The data

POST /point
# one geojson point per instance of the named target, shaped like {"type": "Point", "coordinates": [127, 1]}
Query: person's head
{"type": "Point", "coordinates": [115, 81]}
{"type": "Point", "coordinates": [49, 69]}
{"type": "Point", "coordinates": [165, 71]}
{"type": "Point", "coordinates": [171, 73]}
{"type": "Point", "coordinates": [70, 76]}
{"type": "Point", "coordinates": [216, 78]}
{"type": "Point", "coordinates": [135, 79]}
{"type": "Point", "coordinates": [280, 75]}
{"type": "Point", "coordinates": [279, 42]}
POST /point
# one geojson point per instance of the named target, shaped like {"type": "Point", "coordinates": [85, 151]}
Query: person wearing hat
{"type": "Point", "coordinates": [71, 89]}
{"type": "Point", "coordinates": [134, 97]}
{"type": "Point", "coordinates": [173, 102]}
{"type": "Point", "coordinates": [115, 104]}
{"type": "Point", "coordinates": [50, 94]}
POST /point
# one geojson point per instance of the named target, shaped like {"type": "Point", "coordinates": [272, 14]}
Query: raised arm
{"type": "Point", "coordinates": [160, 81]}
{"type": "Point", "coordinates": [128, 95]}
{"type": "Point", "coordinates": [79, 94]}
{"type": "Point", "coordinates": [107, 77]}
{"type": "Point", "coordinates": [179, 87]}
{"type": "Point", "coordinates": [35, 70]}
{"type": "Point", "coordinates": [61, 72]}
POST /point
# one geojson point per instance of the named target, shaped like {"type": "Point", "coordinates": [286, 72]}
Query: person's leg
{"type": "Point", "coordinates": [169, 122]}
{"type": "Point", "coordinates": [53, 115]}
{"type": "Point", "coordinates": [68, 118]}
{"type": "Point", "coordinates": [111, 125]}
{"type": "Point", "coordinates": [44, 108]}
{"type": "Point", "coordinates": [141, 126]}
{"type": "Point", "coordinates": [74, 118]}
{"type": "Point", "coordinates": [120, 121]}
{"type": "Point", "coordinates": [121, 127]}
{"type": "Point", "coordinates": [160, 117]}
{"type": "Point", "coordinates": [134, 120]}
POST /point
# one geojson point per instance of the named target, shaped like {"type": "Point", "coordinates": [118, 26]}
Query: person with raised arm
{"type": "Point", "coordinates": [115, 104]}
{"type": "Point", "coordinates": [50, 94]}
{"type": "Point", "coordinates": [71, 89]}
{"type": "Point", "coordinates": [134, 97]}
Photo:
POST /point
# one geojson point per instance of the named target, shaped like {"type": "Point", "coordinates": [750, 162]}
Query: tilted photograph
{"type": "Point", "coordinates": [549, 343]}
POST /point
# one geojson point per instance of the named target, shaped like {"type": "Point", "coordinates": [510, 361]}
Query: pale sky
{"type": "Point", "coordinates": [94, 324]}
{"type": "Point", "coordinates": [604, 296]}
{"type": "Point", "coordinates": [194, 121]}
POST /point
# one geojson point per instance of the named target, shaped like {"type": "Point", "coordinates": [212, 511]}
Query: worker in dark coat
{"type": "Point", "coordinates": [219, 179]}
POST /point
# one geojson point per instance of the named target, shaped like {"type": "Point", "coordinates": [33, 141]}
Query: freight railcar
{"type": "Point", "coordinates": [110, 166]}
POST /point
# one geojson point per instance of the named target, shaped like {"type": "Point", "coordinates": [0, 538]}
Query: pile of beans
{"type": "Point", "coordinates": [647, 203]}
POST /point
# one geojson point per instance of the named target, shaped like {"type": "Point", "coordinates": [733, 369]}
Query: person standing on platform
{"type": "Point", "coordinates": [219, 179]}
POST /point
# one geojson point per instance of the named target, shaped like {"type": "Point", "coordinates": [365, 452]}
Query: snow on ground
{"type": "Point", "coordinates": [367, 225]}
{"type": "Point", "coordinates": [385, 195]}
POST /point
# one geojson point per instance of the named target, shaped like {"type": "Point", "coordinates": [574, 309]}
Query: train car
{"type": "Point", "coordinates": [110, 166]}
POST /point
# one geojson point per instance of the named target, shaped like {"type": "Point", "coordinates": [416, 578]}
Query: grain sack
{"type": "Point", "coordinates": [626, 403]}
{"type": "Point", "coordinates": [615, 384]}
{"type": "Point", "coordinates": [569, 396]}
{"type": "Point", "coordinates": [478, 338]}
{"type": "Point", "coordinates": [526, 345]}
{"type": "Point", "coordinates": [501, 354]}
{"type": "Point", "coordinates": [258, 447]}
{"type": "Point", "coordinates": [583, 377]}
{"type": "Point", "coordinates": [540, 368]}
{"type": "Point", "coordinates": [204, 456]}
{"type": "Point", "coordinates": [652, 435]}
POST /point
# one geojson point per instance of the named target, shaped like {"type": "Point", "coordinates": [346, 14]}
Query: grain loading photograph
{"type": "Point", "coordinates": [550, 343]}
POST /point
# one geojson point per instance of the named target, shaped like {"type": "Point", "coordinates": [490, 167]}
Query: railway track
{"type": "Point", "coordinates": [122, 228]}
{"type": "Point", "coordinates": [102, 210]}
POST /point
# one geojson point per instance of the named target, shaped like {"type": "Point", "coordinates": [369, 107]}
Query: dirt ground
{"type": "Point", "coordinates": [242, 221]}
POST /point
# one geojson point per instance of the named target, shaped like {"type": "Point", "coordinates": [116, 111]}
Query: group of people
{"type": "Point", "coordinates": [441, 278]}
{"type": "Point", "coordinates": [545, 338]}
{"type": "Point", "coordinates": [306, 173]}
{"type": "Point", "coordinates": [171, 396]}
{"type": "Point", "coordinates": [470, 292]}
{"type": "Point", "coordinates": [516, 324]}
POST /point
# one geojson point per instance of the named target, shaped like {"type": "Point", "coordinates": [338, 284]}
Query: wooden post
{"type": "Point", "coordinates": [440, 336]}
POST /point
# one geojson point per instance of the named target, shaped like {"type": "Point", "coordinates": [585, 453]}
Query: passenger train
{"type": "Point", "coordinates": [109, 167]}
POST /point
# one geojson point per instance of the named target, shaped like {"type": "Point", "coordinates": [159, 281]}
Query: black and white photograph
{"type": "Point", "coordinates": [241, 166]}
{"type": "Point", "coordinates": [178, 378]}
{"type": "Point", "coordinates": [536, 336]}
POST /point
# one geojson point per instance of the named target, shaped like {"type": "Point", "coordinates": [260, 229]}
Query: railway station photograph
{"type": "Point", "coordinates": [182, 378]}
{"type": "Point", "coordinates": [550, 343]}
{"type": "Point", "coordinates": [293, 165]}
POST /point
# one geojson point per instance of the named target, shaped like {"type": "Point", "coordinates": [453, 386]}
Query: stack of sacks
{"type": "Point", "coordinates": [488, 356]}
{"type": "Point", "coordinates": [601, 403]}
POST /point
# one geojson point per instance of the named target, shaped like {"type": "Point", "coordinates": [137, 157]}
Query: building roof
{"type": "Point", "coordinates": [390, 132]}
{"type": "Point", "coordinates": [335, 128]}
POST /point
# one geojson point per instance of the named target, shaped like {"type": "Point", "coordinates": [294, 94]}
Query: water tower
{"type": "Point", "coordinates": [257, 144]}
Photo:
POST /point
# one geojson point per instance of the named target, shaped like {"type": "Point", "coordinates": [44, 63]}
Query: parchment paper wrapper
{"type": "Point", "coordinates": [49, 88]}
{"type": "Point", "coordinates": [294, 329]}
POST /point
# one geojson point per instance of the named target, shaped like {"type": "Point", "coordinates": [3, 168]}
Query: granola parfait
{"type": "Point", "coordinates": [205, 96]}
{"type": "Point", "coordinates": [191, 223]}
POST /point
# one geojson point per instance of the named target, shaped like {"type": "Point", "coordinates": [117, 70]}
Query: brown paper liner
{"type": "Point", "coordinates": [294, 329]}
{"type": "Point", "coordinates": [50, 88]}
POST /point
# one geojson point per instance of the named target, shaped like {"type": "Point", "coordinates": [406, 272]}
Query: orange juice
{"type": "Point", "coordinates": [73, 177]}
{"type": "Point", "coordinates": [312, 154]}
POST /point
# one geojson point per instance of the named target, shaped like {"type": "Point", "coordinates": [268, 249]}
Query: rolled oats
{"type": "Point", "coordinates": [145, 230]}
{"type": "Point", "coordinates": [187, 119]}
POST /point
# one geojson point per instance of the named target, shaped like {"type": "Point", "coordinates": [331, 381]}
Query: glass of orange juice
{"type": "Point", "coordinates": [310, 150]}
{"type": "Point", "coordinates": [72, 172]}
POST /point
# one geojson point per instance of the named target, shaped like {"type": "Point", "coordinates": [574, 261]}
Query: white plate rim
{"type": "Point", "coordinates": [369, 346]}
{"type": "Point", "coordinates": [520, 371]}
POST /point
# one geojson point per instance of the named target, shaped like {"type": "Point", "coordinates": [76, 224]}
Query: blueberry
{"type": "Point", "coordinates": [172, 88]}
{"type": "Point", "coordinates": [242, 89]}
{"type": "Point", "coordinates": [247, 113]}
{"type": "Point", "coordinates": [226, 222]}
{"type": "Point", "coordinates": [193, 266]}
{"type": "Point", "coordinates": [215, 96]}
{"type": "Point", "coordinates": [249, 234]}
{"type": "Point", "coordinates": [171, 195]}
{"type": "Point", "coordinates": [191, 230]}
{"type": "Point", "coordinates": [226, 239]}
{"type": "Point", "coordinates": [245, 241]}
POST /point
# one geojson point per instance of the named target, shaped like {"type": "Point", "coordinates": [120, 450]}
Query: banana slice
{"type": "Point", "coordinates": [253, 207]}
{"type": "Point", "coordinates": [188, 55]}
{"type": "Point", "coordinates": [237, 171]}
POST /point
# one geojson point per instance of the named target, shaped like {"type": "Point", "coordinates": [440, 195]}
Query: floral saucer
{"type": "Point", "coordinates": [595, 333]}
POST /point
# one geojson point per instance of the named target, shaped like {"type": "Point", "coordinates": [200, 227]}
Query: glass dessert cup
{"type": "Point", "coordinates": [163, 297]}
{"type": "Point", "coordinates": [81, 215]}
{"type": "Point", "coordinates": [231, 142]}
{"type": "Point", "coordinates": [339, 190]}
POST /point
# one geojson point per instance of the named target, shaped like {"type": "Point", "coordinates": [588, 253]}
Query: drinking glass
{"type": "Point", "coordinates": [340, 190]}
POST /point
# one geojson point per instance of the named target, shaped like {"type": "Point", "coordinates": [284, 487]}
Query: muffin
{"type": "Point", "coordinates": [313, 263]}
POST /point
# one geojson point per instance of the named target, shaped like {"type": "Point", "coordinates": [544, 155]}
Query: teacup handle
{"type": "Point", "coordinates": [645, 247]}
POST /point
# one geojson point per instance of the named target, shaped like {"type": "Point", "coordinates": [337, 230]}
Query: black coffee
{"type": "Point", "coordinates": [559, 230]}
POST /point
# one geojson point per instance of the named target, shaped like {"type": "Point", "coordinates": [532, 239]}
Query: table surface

What to do
Give again the lines from the line holding "Query: black coffee" through the close of the listing, both included, exactly as written and with nothing else.

Response area
Query: black coffee
{"type": "Point", "coordinates": [559, 230]}
POST /point
# one geojson point per instance of the named target, shaped like {"type": "Point", "coordinates": [532, 239]}
Query: table surface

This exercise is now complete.